-- Task details --
Extract the rows below word for word, starting at the row that contains "Pretty please, point out where the central" and stopping after the row that contains "633;858;774;898". Leave the pictures out of your answer.

-- Materials provided --
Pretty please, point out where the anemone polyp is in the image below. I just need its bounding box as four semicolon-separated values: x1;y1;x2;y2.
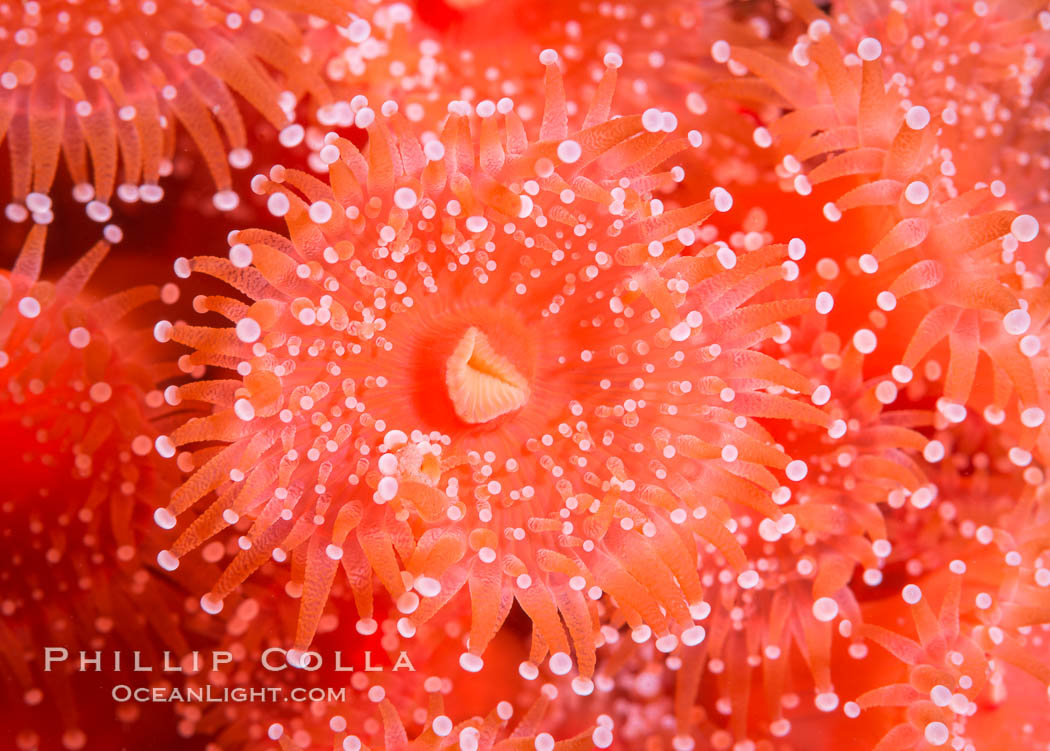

---

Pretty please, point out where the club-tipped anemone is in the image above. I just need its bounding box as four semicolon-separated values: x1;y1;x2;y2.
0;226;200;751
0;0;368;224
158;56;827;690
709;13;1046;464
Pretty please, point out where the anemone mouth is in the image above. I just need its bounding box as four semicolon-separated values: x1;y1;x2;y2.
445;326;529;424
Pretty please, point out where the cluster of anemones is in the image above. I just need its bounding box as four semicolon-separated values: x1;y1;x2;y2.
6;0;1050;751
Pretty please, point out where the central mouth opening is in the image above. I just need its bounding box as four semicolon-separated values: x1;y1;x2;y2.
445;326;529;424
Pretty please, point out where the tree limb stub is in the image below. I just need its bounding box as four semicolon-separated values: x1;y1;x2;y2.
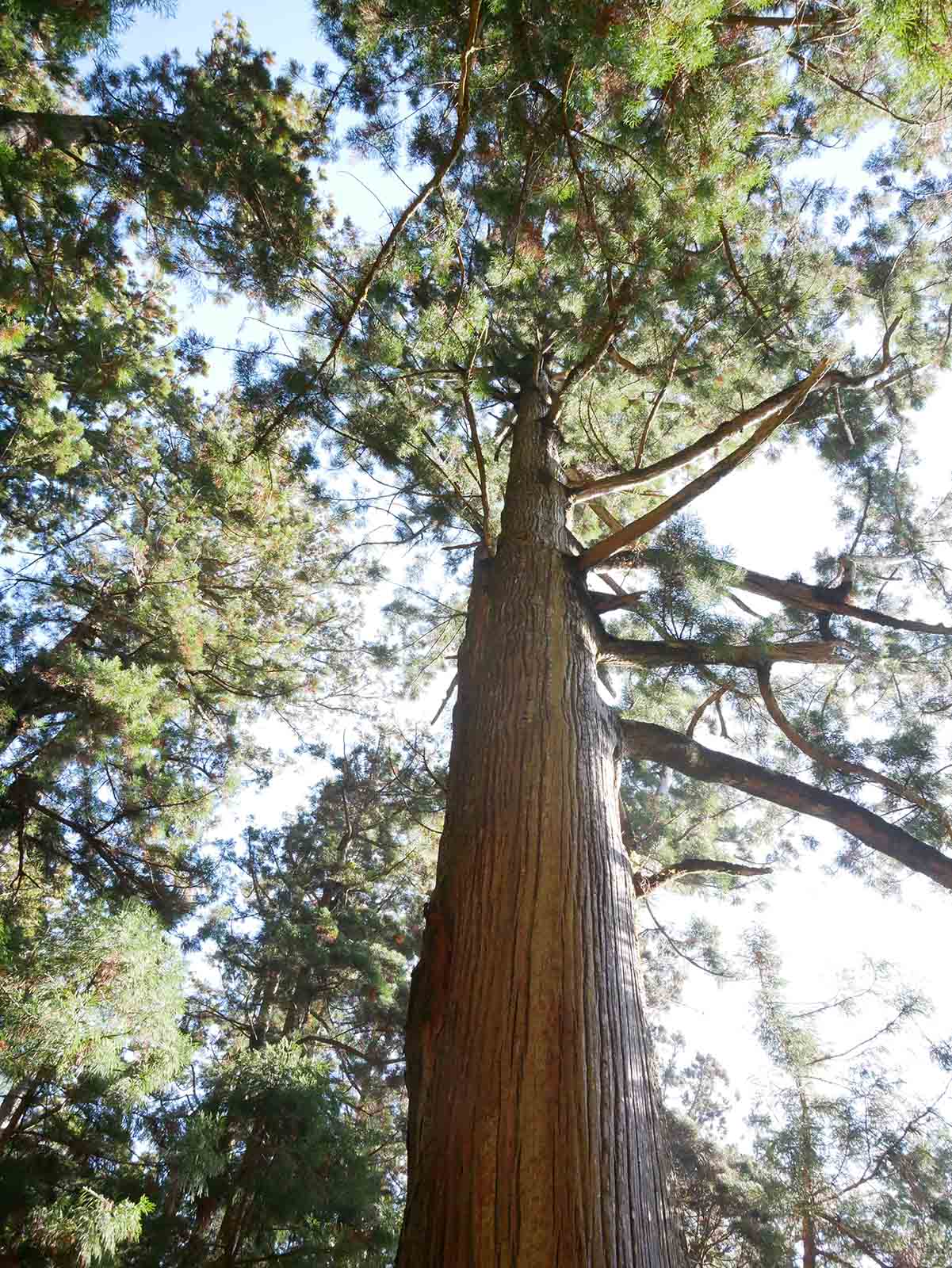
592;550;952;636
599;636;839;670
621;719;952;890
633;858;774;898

-- Solution below --
Pretty please, point out where the central mouth opening is in the image above. I just need its bounding box as four semicolon-separated values: x1;y1;x2;y2.
445;326;529;424
Pretty please, point out where the tree limb stub is in the image below. I just need its bounding box as four semicolon-separated values: x1;y1;x2;y2.
592;550;952;636
599;636;839;670
621;719;952;890
633;858;774;898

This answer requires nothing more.